### [Aim]
Extract the complete data exactly as given.

### [Rows]

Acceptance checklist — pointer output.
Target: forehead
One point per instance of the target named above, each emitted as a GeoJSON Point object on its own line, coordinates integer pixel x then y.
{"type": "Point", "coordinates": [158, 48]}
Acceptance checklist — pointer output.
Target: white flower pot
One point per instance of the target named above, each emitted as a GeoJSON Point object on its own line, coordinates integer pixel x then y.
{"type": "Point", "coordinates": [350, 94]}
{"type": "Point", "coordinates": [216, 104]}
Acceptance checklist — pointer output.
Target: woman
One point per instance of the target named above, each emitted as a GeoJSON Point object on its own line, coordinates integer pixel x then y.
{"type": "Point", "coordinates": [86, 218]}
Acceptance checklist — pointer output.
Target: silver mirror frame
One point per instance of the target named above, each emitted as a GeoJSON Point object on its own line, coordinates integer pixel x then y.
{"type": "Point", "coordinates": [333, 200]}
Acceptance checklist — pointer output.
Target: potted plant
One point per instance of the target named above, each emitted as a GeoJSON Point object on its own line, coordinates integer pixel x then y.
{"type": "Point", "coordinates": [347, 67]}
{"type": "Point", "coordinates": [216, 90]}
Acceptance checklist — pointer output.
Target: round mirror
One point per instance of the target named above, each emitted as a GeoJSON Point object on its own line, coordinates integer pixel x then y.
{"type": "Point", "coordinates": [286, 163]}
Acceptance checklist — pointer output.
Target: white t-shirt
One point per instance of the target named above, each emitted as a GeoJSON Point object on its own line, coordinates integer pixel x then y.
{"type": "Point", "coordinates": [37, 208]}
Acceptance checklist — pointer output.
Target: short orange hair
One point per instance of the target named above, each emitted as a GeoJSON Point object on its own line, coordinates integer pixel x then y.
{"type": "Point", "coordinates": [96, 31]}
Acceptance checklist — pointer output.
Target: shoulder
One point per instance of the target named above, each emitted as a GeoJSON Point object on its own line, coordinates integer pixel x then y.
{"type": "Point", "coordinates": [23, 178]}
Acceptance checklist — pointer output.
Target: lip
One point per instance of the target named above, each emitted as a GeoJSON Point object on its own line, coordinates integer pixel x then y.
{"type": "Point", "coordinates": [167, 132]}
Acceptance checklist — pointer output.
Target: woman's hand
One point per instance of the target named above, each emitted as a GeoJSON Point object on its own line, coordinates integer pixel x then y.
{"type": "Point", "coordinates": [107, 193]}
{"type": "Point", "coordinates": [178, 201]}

### [Solution for this task]
Acceptance checklist — pointer output.
Target: forehead
One point per instance of the target named above, each emitted as a GeoJSON Point object on its own line, coordinates integer pixel x then y.
{"type": "Point", "coordinates": [158, 48]}
Acceptance checklist — pointer output.
Target: white flower pot
One point per instance of the target named above, each emitted as a GeoJSON Point object on its own line, coordinates integer pixel x then y.
{"type": "Point", "coordinates": [350, 94]}
{"type": "Point", "coordinates": [216, 104]}
Acceptance checklist — pointer output.
Target: woman
One point per instance of the target named above, each emitted as a GeoJSON Point object on its own line, coordinates integer pixel x then y.
{"type": "Point", "coordinates": [86, 218]}
Acceptance checklist — pointer output.
Target: silver mirror frame
One point per instance of the target named above, each emitted as a GeoJSON Point object on its own line, coordinates integer pixel x then y.
{"type": "Point", "coordinates": [333, 200]}
Acceptance checklist — pointer output.
Target: potted plant
One point per instance of the target named above, each emitted as a GeoJSON Point object on its own line, coordinates integer pixel x then y.
{"type": "Point", "coordinates": [347, 67]}
{"type": "Point", "coordinates": [216, 90]}
Acceptance checklist — pointer output.
Target: round mirror
One point per instance of the target named above, each emitted as a GeoJSON Point object on its own line, coordinates integer pixel x then y.
{"type": "Point", "coordinates": [286, 163]}
Acceptance checklist — pointer output.
Target: white t-shirt
One point per instance of the target named above, each emitted as a GeoJSON Point object on its own line, coordinates integer pixel x then y.
{"type": "Point", "coordinates": [37, 208]}
Acceptance checklist — pointer output.
Target: short orange hair
One point per instance of the target named above, each emitted as a GeoJSON Point object on its own line, coordinates integer pixel x then y.
{"type": "Point", "coordinates": [96, 31]}
Acceptance checklist — pointer output.
Target: shoulder
One point per instance of the target named above, each emitted as a GeoJSON Point object on its own line, coordinates integer pixel x then y.
{"type": "Point", "coordinates": [23, 178]}
Acceptance checklist — pointer output.
Target: lip
One point per instance of the target named above, each emitted as a GeoJSON Point object on its own line, coordinates integer pixel x then y.
{"type": "Point", "coordinates": [167, 132]}
Acceptance checklist — pointer output.
Target: woman's hand
One point per instance of the target named above, each emitted as a GeoJSON Point object on its own line, coordinates integer pixel x then y.
{"type": "Point", "coordinates": [107, 193]}
{"type": "Point", "coordinates": [178, 201]}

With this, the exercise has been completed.